>>

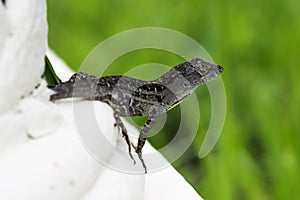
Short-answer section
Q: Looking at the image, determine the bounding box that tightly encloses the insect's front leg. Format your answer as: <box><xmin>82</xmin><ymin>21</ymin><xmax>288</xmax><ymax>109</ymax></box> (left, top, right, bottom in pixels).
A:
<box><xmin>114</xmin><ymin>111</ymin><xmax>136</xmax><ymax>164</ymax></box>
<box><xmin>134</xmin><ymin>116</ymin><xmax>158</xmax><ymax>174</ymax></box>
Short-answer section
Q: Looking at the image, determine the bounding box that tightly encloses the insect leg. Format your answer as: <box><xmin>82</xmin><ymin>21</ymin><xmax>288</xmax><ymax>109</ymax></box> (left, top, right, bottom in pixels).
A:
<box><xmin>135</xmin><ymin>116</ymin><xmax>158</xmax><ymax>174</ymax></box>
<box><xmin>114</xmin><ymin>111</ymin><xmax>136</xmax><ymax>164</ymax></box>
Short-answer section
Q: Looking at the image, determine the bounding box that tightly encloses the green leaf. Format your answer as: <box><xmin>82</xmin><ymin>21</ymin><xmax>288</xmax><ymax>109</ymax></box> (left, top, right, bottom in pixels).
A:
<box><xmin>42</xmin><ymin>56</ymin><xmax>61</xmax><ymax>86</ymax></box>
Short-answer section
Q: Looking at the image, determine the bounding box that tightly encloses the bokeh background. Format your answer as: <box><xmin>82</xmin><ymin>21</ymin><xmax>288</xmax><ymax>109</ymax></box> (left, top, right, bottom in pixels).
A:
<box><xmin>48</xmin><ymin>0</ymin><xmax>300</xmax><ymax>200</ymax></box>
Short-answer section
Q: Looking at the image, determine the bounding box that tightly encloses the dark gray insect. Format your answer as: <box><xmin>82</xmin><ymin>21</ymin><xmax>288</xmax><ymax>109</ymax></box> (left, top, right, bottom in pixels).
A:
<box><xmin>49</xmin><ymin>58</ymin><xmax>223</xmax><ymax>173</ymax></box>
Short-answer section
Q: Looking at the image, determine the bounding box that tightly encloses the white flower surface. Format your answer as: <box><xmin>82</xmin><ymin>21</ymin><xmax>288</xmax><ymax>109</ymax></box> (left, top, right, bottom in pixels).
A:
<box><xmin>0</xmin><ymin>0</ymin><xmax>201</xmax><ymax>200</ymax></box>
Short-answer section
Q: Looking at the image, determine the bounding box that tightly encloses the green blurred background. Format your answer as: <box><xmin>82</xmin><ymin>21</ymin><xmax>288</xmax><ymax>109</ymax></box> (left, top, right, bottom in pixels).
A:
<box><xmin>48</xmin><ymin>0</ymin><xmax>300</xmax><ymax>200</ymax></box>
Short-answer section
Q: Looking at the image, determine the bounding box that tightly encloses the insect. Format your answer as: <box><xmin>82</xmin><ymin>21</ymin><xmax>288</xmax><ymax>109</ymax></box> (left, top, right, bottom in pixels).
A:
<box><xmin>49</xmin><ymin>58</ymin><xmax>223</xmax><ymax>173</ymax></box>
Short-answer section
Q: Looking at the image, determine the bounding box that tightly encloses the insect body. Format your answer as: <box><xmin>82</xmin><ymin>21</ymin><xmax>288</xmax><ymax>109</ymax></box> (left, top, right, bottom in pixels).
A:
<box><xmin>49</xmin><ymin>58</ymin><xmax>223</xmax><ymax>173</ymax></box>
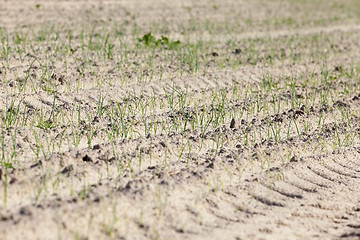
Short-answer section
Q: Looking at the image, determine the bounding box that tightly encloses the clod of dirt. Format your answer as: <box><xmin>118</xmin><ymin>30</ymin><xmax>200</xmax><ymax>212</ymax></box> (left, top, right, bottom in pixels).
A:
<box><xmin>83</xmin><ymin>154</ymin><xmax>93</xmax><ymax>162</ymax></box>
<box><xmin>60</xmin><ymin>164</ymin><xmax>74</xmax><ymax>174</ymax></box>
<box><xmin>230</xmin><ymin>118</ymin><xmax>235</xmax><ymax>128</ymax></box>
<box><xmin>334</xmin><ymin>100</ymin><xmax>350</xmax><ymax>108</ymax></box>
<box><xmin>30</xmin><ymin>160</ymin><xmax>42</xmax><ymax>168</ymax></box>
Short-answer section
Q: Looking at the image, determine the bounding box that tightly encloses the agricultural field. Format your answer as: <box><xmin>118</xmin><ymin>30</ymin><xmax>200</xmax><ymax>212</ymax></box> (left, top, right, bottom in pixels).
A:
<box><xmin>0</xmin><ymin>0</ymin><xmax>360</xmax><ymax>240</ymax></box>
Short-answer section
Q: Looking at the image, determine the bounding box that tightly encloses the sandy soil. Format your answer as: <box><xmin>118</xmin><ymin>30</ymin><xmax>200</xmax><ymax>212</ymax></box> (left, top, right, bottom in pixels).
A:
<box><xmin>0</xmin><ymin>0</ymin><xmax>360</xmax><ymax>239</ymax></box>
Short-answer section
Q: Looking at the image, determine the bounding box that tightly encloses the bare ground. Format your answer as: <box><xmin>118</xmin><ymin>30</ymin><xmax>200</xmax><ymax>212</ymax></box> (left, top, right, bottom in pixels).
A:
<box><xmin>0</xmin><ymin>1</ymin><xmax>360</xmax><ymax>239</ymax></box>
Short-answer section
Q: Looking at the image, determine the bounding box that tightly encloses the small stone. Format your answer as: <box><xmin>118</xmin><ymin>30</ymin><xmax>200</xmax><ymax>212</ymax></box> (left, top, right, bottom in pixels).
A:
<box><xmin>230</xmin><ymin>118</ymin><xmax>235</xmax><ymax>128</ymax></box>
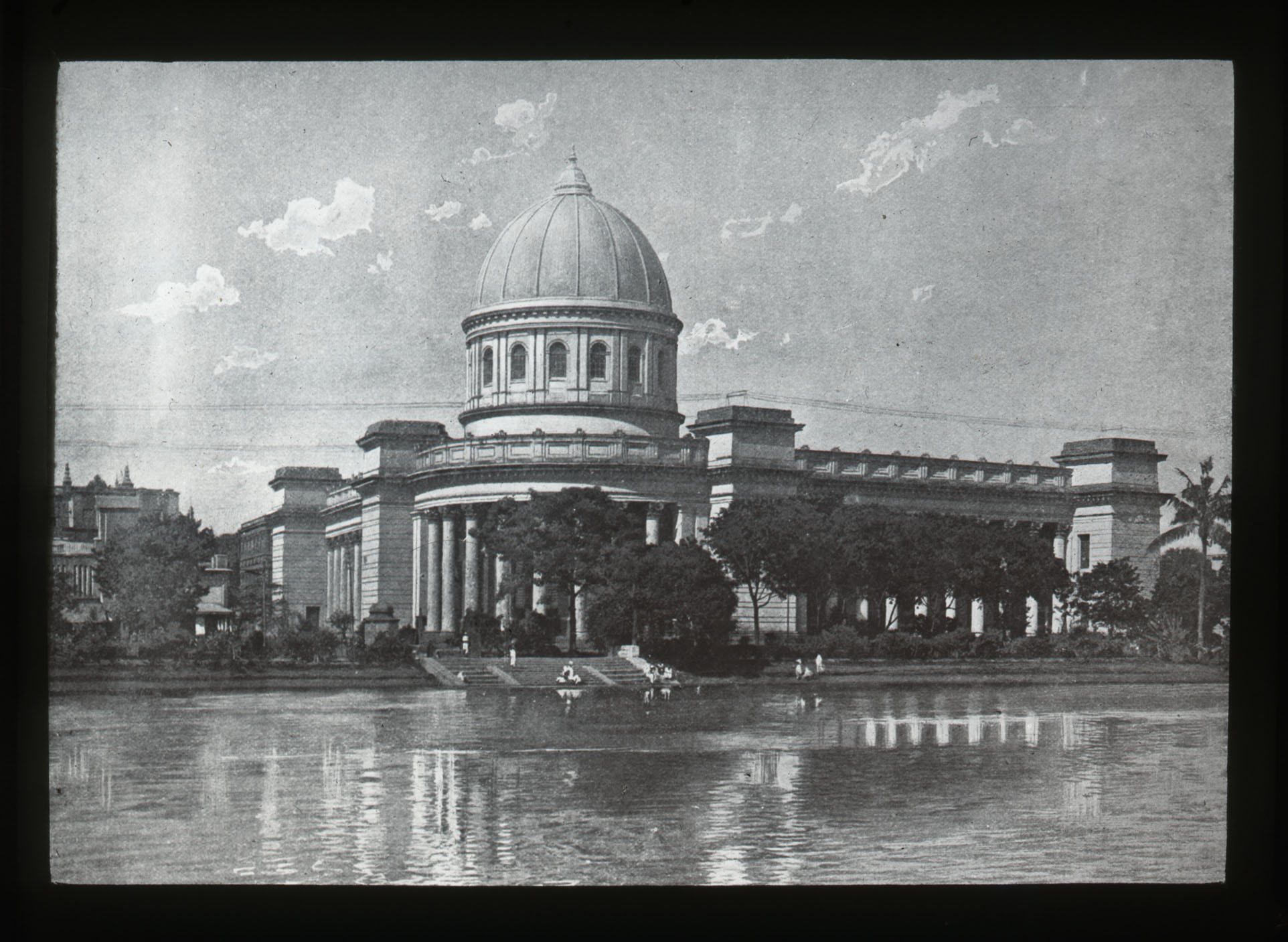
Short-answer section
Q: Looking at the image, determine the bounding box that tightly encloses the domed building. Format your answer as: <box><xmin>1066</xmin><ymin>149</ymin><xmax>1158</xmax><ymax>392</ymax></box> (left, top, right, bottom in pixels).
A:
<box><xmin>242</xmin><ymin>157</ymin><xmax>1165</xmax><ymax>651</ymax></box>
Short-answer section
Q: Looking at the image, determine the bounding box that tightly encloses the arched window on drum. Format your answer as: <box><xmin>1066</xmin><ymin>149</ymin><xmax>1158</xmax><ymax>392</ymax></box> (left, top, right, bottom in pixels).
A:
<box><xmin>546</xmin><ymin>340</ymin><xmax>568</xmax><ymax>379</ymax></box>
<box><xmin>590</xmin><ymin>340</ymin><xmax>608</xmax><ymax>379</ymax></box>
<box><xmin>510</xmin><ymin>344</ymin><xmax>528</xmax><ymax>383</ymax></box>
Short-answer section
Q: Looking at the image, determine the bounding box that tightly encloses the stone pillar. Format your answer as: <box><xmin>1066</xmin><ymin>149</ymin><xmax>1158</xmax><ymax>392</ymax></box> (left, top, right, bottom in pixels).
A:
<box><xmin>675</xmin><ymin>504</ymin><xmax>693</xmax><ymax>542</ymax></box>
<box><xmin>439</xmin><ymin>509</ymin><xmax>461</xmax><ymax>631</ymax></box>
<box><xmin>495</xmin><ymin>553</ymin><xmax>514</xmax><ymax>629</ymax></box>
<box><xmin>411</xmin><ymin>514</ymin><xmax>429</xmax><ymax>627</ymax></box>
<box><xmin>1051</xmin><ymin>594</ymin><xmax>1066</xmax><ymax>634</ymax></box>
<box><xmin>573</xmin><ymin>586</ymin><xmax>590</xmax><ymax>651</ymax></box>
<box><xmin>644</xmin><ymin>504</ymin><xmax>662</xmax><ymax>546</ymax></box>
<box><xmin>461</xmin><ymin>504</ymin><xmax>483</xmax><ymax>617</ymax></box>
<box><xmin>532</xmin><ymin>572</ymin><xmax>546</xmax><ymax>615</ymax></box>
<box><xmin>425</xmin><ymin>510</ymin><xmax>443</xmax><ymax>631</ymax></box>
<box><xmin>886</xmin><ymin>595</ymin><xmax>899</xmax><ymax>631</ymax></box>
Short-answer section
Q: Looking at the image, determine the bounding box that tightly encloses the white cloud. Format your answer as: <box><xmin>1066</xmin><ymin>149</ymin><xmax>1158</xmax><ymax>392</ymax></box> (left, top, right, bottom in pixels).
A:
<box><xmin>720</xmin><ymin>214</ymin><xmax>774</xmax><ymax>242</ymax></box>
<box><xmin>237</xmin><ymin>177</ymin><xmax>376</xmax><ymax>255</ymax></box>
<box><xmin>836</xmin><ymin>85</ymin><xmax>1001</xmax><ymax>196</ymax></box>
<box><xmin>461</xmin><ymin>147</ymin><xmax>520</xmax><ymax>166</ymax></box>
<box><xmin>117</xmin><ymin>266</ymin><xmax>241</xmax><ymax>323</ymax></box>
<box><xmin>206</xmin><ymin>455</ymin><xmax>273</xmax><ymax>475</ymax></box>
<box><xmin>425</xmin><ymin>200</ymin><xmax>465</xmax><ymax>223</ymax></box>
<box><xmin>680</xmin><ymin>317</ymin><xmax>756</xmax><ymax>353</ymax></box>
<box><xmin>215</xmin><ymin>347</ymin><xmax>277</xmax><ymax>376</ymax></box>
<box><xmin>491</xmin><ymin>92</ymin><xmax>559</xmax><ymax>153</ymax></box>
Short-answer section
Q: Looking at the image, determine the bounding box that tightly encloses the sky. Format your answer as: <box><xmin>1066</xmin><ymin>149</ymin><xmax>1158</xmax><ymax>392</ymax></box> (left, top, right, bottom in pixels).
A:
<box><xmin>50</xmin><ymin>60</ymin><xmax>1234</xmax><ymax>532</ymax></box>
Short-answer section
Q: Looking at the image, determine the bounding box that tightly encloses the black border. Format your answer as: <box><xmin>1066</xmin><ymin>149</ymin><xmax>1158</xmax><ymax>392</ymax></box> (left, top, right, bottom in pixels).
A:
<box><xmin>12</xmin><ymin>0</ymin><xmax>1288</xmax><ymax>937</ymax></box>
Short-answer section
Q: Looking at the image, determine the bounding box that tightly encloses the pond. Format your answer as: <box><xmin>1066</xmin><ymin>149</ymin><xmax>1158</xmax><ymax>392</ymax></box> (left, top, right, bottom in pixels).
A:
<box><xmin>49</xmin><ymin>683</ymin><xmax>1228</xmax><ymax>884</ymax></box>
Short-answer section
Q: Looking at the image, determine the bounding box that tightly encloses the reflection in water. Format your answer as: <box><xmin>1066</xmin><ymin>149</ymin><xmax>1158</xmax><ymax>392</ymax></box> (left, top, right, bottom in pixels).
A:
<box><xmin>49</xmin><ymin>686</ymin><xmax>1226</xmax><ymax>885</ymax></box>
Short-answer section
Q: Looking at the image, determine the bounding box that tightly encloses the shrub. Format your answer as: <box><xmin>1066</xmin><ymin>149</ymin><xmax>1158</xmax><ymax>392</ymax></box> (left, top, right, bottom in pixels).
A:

<<

→ **Exercise prompt**
Which lines in the data above contain the word "white"? List every one of them in full, without changing anything.

→ **Written reply**
Q: Looking at the image, determine the bounding box that tightly encloses the white flower surface. Format your answer as: <box><xmin>82</xmin><ymin>21</ymin><xmax>288</xmax><ymax>109</ymax></box> (left, top, right, bottom in pixels).
Q: Looking at the image, determine the bounding box that tightly encloses the white cloud. Format your answer as: <box><xmin>1066</xmin><ymin>149</ymin><xmax>1158</xmax><ymax>392</ymax></box> (left, top, right, bottom in pixels).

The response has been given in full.